_WHAT YOU HAVE TO DO_
Copy the data exactly; pictures stay out of the copy.

_Image-grounded pointing data_
====================

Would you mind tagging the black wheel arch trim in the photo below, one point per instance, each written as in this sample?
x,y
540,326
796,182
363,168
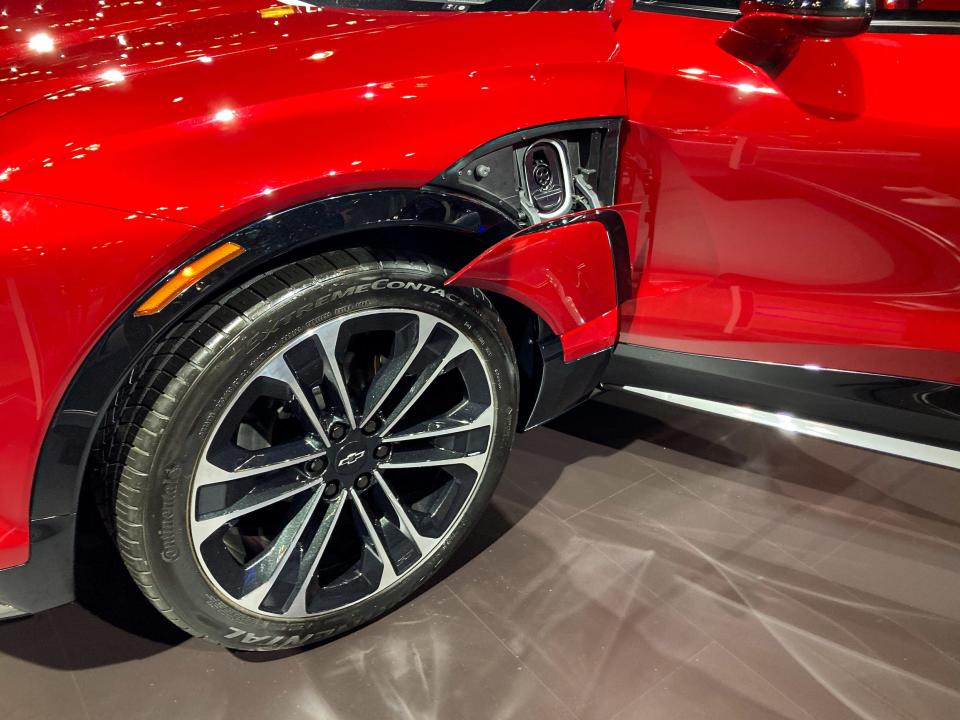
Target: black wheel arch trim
x,y
69,439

====================

_TASK RESULT_
Would you mind tagging the black wheel arch trim in the photo below, one point per instance, each written as in this sample?
x,y
540,326
796,182
363,168
Target: black wheel arch trim
x,y
69,439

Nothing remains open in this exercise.